**DOCUMENT EXCERPT:**
## BEGIN

Chat freely about anything...

User avatar
By Phoenard-Team
#31017 We are currently in the middle of developing continuous serial communication over WiFi using the ESP8266. We have succeeded in this so far, but we have run into a suspected problem with the module.

After several seconds of continuous operation, the communication slows down to a crawl. With response times in the beginning of 30-150ms, they quickly shoot up to 5000+ms, followed by, what looks like, a complete crash of the ESP8266 module. This is what we have logged after some time of communication over TCP: http://pastebin.com/CsBQpEgD

Using TCPView I could not find an extraneous list of connections, so why is it eventually crashing with hundreds of CONNECT FAIL messages? It very much looks like the module is running out of memory before crashing, so a memory leak is not excluded. Is there something we should do to prevent such problems? Flush something? Restart the module every now and then? Once a connection is established on the computer side, the connection is not closed. So there is a back-and-forth of TCP packets.

If we run this same software over UDP, it does not suffer from this problem. A few packet losses (rarely) aside, it does not slow down at all.

The module is connected to a WiFi router, then starting up a TCP server as well listening on UDP on the same port. This way a computer can connect to it both using UDP and TCP. The bug does not go away if I only open up a TCP server (same results, connects over ID 0 instead). I have completely ruled out the microcontroller it runs on from being the problem; it crashes during the time the microcontroller is waiting for data to come from the chip. This is when the CONNECT FAIL is eventually received.

## END

**THE TASKS:**
a) From the ESP8266 forum post, quote the passage from "The module is connected" up to and including "is eventually received.".
b) According to the ESP8266 forum post, which protocol runs the same software without slowing down?
c) Write the next part of the ESP8266 forum post, beginning right after its last sentence.

**EXCERPTED DATA:**
## BEGIN

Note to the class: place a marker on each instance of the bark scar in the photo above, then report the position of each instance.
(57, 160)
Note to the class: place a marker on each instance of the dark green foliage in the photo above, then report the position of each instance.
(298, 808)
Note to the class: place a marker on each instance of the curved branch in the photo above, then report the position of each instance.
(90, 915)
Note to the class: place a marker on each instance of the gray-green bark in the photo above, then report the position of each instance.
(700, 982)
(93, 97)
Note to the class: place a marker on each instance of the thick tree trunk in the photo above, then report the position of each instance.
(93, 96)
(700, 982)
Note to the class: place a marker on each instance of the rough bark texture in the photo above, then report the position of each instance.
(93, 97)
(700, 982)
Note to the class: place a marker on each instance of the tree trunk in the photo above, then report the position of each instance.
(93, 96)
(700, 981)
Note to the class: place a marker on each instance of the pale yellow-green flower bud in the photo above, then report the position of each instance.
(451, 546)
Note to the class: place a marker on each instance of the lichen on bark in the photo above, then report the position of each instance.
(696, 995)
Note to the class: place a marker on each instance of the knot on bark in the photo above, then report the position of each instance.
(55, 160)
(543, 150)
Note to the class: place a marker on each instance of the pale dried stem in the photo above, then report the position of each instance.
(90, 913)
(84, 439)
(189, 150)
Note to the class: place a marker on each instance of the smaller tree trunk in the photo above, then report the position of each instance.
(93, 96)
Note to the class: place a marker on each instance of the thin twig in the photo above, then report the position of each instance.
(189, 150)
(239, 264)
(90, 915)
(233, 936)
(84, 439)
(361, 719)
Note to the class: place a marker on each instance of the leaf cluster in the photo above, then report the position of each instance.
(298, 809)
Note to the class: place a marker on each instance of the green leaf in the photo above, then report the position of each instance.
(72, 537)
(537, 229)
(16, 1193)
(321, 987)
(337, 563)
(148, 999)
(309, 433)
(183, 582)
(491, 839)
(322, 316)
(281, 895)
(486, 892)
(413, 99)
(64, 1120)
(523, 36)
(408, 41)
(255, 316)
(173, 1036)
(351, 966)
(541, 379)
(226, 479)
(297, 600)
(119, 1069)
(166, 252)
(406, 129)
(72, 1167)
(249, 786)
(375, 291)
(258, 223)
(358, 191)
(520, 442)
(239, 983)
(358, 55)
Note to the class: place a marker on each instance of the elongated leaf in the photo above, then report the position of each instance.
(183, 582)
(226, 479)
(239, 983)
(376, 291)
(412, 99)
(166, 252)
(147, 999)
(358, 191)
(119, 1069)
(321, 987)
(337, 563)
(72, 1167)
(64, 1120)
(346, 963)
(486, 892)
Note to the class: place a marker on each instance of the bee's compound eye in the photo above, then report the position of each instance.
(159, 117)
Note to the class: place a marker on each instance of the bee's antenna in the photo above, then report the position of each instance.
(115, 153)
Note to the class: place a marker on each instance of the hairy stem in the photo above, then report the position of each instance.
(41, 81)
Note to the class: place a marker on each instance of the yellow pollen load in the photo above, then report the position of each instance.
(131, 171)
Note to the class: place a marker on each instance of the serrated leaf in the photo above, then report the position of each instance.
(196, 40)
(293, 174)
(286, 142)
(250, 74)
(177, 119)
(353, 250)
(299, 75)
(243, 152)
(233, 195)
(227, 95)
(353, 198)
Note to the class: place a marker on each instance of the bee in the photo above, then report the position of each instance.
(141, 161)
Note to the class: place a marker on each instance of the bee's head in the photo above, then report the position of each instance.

## END

**TASK-BY-TASK RESULTS:**
a)
The module is connected to a WiFi router, then starting up a TCP server as well listening on UDP on the same port. This way a computer can connect to it both using UDP and TCP. The bug does not go away if I only open up a TCP server (same results, connects over ID 0 instead). I have completely ruled out the microcontroller it runs on from being the problem; it crashes during the time the microcontroller is waiting for data to come from the chip. This is when the CONNECT FAIL is eventually received.

b) UDP

c)
In case this is important; this is our current routine on the microcontroller that sends back the response data to the computer using CIPSEND. Command echo is turned off. http://pastebin.com/rnUTA6wB

That said, in the beginning it works great and communication is established at ~9kbps at 115200 baud. There is no data loss. After a while, it just...dies. :|

Really would like to know how to resolve this, since so far I am very happy about the module's performance.
User avatar
By Phoenard-Team
#31913 Further testing concluded that this only happens with my home WiFi. The public WiFi elsewhere does not suffer from this problem. Either it is caused by having multiple network interfaces on the computer side, or the WiFi network is having problems.

I ran wireshark to see what the problem could be:
Image

A few very obvious things show up:
    Transmission operates fine for a short while. No retransmissions.
    After about 30 seconds, a whole lot of retransmissions happen
    I also notice a lot of DNS lookups (ARP) for a server in Shenzen (?) to resolve local IP
    This all piles up until the device crashes (presumably, too many connections)

Anyone knows what this all might be caused by? It seems weird to perform a DNS lookup to resolve an IP address that it already is connected to. It is also weird that it keeps re-attempting these DNS lookups so often. It is also weird that the retransmissions over TCP can crash the device...